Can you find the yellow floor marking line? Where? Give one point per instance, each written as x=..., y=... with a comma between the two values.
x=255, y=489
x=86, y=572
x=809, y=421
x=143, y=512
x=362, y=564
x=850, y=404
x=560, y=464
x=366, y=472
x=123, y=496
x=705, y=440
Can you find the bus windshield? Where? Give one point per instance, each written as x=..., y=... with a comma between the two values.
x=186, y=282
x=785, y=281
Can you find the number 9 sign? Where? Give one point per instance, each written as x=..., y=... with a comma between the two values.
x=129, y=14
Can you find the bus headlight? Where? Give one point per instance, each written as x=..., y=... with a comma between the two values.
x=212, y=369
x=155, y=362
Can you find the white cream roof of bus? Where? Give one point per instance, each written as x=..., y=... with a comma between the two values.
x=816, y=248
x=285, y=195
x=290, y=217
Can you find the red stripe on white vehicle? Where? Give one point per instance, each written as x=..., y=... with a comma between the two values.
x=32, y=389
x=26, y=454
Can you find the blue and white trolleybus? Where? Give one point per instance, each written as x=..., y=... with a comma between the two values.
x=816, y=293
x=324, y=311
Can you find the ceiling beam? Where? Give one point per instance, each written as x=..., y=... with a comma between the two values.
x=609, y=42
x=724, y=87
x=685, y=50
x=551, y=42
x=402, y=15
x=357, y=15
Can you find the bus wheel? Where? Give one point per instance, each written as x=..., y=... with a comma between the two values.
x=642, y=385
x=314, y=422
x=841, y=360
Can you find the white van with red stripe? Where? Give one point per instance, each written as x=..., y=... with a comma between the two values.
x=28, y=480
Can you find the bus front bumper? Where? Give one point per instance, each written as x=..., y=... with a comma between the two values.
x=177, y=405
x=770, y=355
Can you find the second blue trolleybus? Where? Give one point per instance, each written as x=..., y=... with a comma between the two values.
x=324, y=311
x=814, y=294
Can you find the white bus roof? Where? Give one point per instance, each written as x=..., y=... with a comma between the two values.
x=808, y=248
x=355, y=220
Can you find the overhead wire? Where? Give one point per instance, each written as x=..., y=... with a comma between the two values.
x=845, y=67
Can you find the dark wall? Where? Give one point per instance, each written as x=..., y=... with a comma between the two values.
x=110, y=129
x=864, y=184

----

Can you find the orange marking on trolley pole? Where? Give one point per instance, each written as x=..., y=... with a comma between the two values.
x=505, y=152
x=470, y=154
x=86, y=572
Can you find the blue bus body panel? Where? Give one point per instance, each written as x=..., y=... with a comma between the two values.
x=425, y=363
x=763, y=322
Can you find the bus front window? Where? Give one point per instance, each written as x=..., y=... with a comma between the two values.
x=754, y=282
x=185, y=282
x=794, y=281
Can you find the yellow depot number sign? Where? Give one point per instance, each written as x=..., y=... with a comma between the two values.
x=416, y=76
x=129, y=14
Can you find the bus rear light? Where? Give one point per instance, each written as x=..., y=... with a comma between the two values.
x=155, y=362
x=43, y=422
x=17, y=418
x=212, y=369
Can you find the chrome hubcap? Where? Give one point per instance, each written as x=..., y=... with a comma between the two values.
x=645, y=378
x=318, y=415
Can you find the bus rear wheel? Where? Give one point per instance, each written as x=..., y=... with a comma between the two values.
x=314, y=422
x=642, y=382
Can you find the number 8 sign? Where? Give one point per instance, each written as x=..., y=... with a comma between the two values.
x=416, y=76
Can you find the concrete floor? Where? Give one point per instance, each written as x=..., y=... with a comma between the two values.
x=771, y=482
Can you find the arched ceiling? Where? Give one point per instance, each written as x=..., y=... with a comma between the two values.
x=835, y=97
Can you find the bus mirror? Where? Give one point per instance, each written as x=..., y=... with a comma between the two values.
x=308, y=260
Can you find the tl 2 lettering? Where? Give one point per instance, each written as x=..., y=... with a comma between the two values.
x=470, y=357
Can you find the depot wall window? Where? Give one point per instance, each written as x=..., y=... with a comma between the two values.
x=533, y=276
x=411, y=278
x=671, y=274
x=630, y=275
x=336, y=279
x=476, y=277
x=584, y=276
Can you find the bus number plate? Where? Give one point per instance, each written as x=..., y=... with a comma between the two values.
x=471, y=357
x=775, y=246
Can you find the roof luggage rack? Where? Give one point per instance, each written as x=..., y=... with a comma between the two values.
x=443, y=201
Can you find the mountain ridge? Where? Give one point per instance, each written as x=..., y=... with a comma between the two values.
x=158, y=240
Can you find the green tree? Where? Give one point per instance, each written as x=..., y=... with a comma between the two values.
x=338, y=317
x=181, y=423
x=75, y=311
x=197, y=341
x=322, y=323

----

» **Instructions to follow**
Rewrite the lines starting at the one containing "Can you find the bus number" and ending at the one containing "x=322, y=323", putting "cargo" in place of "luggage" and leaving everything else unchanged.

» **Written answer**
Can you find the bus number plate? Where? Give one point per instance, each written as x=..., y=... with a comma between the two values.
x=471, y=357
x=775, y=246
Can you find the roof cargo rack? Where? Give one point per instance, each written as x=..., y=... with a comma between the two values.
x=443, y=201
Can you find the mountain ridge? Where? Give one point per instance, each written as x=..., y=... with a comma between the two values.
x=158, y=240
Can you find the green tree? Where? Give one point per instance, each written as x=..., y=... with a comma between the two values.
x=338, y=317
x=181, y=423
x=75, y=311
x=197, y=341
x=322, y=323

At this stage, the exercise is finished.